# Text excerpt:
◆ ◆ ◆ ◆ ◆

Looking for some advice:

My brother is slightly developmentally disabled. He had brain surgery as a one year old, and it's basically kept him behind his classmates as far as maturity for his entire life. He's currently 17 and was tested out about 6 months ago to have the maturity and social understanding of a 14 year old. He's not any cognitively slower than his classmates, he just lacks the maturity and self discipline.

Two years ago he was taken out of special education classes. The thinking was that he was mentally capable of handling the work so long as he buckled down and did what he needed to do. So far this is working out poorly. When forced to do the work, he does alright (not spectacular, but a B-C student). The issue we have is when we don't force him to do the work, he slacks off and doesn't study or do homework. When he was in the special education classes, his helper forced him to pay attention and take notes and do homework. Without that over his head, he's struggling. 

I don't know what to do to, and I'm starting to lose faith that there's anything that I can do. I want him to go to college and follow the "traditional life path" but I'm struggling to make him see the importance of that. 

Anybody have any experience with kids struggling in school?

I'm sorry your brother is struggling in school.  You might not want to hear this but college might not be for him.  Is he good with his hands?  He might be a good candidate for vocational school.  Does he like to tinker with cars for example?  If he can find a vocation that interests him he might not need to be have someone hovering over him to make sure he is paying attention and/or doing his homework.  College isn't for everyone - even those that are not developmentally challenged.

◆ ◆ ◆ ◆ ◆

Records from a dataset
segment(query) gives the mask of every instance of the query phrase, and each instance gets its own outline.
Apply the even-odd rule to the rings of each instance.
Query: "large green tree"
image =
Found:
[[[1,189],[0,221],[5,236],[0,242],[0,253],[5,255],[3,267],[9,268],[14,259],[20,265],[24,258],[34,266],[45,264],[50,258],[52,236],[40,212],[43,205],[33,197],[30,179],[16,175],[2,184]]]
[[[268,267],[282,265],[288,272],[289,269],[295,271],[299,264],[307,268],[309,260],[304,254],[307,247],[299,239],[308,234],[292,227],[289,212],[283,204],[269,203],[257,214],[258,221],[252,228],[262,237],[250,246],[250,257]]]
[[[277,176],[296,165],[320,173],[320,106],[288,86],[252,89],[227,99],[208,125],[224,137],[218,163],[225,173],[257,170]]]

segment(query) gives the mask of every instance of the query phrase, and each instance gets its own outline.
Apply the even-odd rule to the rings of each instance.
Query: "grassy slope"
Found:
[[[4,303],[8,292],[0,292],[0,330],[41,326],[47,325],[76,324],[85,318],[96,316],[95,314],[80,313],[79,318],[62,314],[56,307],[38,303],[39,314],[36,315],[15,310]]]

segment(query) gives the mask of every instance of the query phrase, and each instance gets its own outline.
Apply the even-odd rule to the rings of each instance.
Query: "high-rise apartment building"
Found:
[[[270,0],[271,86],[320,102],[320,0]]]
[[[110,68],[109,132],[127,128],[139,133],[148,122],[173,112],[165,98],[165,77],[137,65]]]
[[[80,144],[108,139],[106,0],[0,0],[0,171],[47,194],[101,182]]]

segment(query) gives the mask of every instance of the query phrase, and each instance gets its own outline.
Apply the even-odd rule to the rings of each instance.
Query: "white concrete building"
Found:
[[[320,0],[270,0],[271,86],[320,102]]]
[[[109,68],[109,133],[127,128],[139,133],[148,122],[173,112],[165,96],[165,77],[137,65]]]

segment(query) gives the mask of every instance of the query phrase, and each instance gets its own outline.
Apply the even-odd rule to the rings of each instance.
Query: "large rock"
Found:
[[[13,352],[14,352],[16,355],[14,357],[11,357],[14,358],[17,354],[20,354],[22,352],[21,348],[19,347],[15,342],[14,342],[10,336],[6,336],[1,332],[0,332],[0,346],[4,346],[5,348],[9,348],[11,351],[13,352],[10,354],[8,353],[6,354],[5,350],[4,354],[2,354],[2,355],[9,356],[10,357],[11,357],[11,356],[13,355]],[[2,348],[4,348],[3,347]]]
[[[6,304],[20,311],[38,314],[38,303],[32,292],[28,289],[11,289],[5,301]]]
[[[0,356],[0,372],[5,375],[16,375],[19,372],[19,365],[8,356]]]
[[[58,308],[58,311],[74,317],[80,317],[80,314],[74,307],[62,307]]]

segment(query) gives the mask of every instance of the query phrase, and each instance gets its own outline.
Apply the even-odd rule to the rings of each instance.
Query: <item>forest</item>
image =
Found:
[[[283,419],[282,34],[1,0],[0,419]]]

◆ ◆ ◆ ◆ ◆

# Instructions for the task:
In the text about the brother who is struggling in school, why was he taken out of special education classes two years ago?

# Output:
He was taken out because it was thought that he was mentally capable of handling the work, provided he buckled down and did what he needed to do.